## TEXTO PARA LEITURA:
┄┄┄┄┄┄┄┄┄┄┄┄┄┄┄┄┄┄┄┄

Ao analisarmos a literatura científica, compreendemos que não é possível discutir as questões de cidadania sem falarmos de direitos. Direitos associados, como nos afirma T. H. Marshall, ao civil (posse de propriedade, liberdade de utilização da palavra e de crença…), ao político (eleger e ser eleito) e ao social (direito à saúde, à educação ou à segurança social); mas não só, dado que Marshall se focalizou muito na problemática ao nível da classe. Donde surgiram, com o avançar das décadas, outras exigências de igualdade e de justiça social, nomeadamente as preocupações do(s) feminismo(s) e do lugar e estatuto da mulher ou da criação de políticas de inclusão que não passem por uma visão assistencialista de cuidado sobre os mais vulneráveis e de atribuição aos mesmos de uma voz, mas sim por uma relação entre diferenças assumidas como tais e onde as vozes são assumidas pelos seus protagonistas — visão de autores como Stephen Stoer e António Magalhães, no seu livro A Diferença Somos Nós: A Gestão da Mudança Social e as Políticas Educativas e Sociais (2005). Portanto, ao estudarmos as reflexões que consubstancializam a noção de cidadania, vemos que nela é equacionado um conjunto de direitos económicos, políticos, educativos, culturais, entre outros.

Todavia, há quem reclame também uma característica de dever a estas lutas pelo conquistar de garantias e salvaguardas. Frequentemente ouvimos dizer que alguém, numa dada situação social, “não tem só direitos, mas também deveres”. No entanto, esta crença, totalmente legítima, esquece-se de forma igualmente constante da dialéctica estabelecida entre direitos de uns e deveres de outros. Por exemplo, no que concerne à protecção do ambiente, existe uma consciência de que se colocarmos os resíduos em locais específicos para o efeito, em vez de os atirarmos para o chão, estaremos a cumprir com o nosso dito dever no sentido de estarmos a proporcionar um direito a outras pessoas, que vivem hoje ou viverão no futuro, de fruição de um ambiente com qualidade — e também, naturalmente, estamos a permitir-nos experimentar essa vantagem mútua. Esta visão de um dever como direito e como construção de uma cidadania mais esclarecida do seu papel na vida em sociedade é, na minha opinião, a forma mais eficaz e satisfatória de realizar a pedagogia e a performance dessa cidadania, mais do que uma qualquer obrigatoriedade legal ou devoção à moralidade.

┄┄┄┄┄┄┄┄┄┄┄┄┄┄┄┄┄┄┄┄

Dados de localização de objetos em linguagem natural
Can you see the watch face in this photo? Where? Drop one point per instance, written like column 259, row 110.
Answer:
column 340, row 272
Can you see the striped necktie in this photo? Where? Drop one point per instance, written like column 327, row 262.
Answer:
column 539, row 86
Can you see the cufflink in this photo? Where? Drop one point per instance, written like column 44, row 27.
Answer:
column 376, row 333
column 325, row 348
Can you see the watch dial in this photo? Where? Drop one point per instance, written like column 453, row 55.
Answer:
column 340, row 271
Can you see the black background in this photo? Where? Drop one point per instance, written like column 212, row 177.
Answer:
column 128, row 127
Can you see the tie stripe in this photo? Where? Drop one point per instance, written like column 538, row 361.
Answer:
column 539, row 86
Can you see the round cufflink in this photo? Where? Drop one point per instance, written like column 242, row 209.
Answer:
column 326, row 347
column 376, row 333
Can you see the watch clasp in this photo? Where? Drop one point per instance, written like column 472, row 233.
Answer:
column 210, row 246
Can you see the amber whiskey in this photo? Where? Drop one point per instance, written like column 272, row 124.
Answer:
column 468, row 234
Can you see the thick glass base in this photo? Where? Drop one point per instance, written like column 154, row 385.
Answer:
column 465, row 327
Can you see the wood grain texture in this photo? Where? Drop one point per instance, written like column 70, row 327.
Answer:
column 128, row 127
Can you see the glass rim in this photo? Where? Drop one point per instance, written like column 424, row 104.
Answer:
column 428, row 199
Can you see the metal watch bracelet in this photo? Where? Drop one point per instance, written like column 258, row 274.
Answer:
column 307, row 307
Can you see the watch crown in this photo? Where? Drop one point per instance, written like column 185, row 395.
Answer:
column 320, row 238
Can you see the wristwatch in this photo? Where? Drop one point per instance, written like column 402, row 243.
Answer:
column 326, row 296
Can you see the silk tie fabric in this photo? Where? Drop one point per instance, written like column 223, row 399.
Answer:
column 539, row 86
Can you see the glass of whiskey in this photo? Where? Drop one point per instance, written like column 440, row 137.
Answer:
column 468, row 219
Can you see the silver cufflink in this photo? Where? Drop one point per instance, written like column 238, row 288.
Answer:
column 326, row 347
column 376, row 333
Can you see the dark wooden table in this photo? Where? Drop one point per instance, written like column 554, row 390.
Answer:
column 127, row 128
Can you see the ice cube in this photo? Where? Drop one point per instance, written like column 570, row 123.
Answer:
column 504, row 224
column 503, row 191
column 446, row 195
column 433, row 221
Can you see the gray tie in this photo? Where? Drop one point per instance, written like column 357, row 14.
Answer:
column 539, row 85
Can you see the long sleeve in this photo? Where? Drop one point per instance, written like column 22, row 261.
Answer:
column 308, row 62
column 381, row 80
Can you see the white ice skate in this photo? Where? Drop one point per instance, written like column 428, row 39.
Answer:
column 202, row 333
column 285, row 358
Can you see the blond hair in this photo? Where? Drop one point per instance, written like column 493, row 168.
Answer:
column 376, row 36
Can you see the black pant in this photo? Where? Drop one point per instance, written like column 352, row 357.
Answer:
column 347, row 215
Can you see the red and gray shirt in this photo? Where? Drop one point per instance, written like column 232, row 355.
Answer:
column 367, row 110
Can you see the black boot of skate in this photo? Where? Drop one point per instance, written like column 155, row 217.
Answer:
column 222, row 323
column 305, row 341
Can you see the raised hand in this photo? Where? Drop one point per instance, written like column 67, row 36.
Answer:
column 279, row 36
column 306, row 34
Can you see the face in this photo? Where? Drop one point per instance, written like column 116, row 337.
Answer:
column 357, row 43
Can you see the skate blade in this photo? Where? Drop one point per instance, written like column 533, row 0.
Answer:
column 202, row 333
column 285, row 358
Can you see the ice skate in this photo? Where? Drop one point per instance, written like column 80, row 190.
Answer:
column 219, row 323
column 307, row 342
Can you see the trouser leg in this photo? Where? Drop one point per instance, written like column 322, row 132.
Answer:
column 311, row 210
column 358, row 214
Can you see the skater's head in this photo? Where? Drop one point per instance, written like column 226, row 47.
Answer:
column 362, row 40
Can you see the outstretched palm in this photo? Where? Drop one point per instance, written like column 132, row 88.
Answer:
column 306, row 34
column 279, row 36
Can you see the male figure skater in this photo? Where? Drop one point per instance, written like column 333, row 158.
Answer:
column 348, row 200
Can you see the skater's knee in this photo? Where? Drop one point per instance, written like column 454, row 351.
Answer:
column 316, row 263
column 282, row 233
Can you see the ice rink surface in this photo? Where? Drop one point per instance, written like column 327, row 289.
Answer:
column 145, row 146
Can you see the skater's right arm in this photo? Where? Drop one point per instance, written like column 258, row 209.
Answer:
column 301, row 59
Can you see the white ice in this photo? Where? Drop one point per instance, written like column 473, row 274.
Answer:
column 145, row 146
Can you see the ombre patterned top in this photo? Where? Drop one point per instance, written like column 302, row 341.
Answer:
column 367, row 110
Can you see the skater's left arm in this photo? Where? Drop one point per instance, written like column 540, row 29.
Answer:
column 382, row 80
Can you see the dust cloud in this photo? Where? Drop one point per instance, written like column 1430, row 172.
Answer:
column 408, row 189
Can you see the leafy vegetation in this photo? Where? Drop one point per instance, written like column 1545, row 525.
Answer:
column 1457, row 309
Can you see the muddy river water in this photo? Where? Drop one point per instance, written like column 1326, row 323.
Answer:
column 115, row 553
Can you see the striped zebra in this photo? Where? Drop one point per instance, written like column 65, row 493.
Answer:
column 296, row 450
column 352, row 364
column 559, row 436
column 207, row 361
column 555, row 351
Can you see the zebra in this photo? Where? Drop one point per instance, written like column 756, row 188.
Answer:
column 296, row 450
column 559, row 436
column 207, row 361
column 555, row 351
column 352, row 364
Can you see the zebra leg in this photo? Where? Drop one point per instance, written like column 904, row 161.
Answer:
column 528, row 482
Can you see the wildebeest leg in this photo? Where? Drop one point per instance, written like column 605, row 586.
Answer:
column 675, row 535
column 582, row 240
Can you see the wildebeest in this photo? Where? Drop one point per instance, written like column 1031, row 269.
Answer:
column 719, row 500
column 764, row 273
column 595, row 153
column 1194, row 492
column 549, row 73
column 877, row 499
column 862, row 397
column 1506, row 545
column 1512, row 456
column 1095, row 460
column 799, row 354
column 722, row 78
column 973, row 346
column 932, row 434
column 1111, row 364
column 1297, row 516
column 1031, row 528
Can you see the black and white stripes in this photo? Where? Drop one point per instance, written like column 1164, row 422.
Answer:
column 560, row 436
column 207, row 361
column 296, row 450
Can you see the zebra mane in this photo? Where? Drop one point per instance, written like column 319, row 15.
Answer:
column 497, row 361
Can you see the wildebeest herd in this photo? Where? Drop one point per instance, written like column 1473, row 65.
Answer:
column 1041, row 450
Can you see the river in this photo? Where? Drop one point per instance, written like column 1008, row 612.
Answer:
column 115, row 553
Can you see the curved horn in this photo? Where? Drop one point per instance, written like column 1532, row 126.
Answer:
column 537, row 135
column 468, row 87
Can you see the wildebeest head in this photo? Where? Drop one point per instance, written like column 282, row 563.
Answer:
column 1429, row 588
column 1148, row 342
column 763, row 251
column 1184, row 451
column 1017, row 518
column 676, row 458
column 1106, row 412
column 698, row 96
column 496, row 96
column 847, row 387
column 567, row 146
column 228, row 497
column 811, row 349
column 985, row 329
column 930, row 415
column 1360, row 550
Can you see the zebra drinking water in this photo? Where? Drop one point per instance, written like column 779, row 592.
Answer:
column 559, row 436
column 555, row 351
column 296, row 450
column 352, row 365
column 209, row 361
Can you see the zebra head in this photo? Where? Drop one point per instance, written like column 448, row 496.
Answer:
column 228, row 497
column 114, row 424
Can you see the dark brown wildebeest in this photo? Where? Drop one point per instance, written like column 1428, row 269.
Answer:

┄┄┄┄┄┄┄┄┄┄┄┄┄┄┄┄┄┄┄┄

## TAREFAS A REALIZAR:
[1] Indique todos os autores mencionados pelo nome no texto sobre cidadania e direitos.
[2] Prossiga o texto sobre cidadania e direitos a partir da sua última frase.
As entradas não são necessárias para o que se pede.

## RESPOSTAS POR ITEM:
[1] T. H. Marshall, Stephen Stoer e António Magalhães.

[2]
Por fim, estarmos cientes do atributo de cidadão é sabermos que a cidadania se faz na condição de plural. Porque integra uma diversidade de direitos e deveres, mas também se desenvolve em múltiplos contextos e identifica numerosas relações de poder e vias de edificação da identidade, a cidadania não se pode gerar nem ser gerida com vista a um modelo de cidadão universal que, por isso, aponta para o etnocentrismo. Este modelo homogeneíza a qualidade cidadã e as diferenças com base no ponto fixo BEMCHUC — “Brancos, organizados socialmente pelo Estado, Masculinos, Cristãos, Heterossexuais e tendencialmente Urbanos e Cosmopolitas” (Stoer, & Magalhães, 2005: 138). Deixa de haver, aqui, um espaço para outras expressões territoriais, da sexualidade, religiosas, étnicas ou políticas. Em contrapartida, Helena Araújo (2007: 83) propõe-nos uma “cidadania na sua polifonia”, alvo de conceptualizações e de práticas que a coloquem, a meu ver, no centro do debate sobre as democracias nacionais e as relações internacionais.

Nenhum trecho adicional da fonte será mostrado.